Reproduce the cliff-jumping passage below word for word, in full.

======== READING TEXT ========

The man planned to jump into the sea directly, but he first hit an unusually shaped outcrop which was followed by a sickening crunch. His body then bounced into the waterbody like a rag doll. Watch the video here.
This Dutch tourist was seen standing on the cliff on May 12, Thursday, at an islet in the Malgrats Islands. As he made the leap, he let out a massive scream. However, there was not enough momentum for the man to steer clear of the razor-like sharp rocks below. His wife, from the boat below, who was filming this could be heard yelling, "Oh my God."
The 31-year-old victim's partner and son received psychological help. Local authorities and officials tried to locate the body. They made use of resources like a rescue boat, helicopter, and a diving team. After searching for long hours, the body was finally located. That said, it is yet undetermined whether or not local authorities will continue investigating this incident further.
What is tombstoning?
Tombstoning, also known as cliff jumping, is a sport activity where individuals jump in a straight vertical position into the sea or ocean or any waterbody with the aim of touching their feet to the water first. This is called tombstone because of its position, as it resembles a tombstone in the true sense. Tombstoning typically involves jumping from high platforms like cliffs, bridges, or edges of harbors. Reportedly, 83 people were injured and 20 died when tombstoning between 2005 and 2015.

======== MATERIAL ========

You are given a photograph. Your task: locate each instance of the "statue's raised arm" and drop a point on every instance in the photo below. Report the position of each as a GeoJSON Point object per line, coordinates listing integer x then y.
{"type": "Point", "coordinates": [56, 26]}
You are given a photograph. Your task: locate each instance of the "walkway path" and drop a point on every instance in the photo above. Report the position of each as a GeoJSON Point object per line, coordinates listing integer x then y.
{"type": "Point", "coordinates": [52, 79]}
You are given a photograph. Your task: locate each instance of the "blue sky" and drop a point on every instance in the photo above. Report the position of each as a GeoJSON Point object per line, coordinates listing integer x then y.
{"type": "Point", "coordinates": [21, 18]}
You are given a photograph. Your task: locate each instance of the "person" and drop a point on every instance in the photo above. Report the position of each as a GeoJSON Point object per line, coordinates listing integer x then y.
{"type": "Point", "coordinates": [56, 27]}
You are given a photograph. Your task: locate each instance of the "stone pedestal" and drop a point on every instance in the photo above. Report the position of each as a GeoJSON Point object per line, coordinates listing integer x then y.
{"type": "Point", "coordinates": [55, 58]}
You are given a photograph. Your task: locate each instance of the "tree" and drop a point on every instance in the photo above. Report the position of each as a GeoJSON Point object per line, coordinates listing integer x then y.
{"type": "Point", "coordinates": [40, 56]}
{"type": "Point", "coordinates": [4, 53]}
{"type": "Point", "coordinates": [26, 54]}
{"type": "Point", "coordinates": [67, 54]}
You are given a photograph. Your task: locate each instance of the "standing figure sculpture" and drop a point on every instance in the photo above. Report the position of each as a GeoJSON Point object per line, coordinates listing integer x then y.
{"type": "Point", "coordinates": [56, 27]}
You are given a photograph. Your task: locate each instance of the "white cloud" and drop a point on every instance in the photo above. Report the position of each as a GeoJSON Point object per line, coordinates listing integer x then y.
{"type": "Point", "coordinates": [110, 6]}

========

FINAL RESULT:
The man planned to jump into the sea directly, but he first hit an unusually shaped outcrop which was followed by a sickening crunch. His body then bounced into the waterbody like a rag doll. Watch the video here.
This Dutch tourist was seen standing on the cliff on May 12, Thursday, at an islet in the Malgrats Islands. As he made the leap, he let out a massive scream. However, there was not enough momentum for the man to steer clear of the razor-like sharp rocks below. His wife, from the boat below, who was filming this could be heard yelling, "Oh my God."
The 31-year-old victim's partner and son received psychological help. Local authorities and officials tried to locate the body. They made use of resources like a rescue boat, helicopter, and a diving team. After searching for long hours, the body was finally located. That said, it is yet undetermined whether or not local authorities will continue investigating this incident further.
What is tombstoning?
Tombstoning, also known as cliff jumping, is a sport activity where individuals jump in a straight vertical position into the sea or ocean or any waterbody with the aim of touching their feet to the water first. This is called tombstone because of its position, as it resembles a tombstone in the true sense. Tombstoning typically involves jumping from high platforms like cliffs, bridges, or edges of harbors. Reportedly, 83 people were injured and 20 died when tombstoning between 2005 and 2015.